● Aim
In the part of the data that opens with the line containing "for the wet" and closes with the line containing "for the white", replace "rock face" with "stone wall" and leave everything else unchanged. Give back only those lines.

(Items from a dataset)
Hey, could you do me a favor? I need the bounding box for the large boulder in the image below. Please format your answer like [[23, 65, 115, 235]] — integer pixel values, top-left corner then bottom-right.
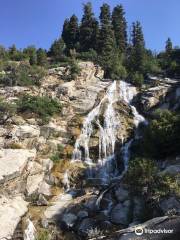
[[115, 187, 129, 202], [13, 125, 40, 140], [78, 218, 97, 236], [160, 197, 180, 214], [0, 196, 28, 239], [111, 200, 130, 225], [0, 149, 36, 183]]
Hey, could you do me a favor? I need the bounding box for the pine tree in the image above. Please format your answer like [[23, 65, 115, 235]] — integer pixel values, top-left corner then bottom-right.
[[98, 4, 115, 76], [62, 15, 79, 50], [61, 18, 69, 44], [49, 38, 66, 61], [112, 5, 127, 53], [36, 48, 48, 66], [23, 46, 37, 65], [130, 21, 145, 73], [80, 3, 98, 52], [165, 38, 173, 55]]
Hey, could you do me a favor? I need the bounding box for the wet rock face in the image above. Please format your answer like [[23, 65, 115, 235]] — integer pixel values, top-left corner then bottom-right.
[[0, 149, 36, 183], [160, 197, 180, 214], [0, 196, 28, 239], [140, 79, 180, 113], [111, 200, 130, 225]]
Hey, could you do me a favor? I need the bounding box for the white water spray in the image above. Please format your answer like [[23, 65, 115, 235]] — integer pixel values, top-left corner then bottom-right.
...
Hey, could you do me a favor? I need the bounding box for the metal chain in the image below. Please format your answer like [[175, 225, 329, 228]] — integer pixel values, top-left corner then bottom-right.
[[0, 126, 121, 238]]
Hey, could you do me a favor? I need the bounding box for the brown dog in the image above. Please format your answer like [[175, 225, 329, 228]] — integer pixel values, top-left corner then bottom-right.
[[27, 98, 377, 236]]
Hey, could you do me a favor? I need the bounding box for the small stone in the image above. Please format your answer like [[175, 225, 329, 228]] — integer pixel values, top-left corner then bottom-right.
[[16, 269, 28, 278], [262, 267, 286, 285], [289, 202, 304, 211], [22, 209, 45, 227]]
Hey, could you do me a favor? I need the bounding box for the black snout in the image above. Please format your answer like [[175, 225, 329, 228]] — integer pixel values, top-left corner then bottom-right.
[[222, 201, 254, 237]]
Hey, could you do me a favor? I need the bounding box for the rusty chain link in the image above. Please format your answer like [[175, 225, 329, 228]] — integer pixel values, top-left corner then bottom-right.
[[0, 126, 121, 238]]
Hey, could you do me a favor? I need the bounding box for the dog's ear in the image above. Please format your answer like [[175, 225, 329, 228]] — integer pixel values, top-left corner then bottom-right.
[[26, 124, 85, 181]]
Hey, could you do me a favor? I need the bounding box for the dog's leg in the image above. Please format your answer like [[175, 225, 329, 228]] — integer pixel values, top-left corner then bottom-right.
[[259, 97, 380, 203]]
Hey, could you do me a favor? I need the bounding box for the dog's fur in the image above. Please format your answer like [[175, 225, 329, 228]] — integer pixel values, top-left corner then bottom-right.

● Correct response
Hey, could you do me a favor? I need the bounding box for the wet stone wall in the image above. Please format your answer like [[23, 65, 115, 235]] — integer pixel values, top-left corner then bottom-right.
[[0, 149, 36, 183], [160, 197, 180, 214], [0, 196, 28, 239], [140, 79, 180, 113], [111, 200, 130, 225]]
Hey, could you do me a favor? I need the bounding box for the white water spray in the image above. Please format your answer like [[23, 65, 115, 235]] — integer pixel values, top-left corner then bottom-right.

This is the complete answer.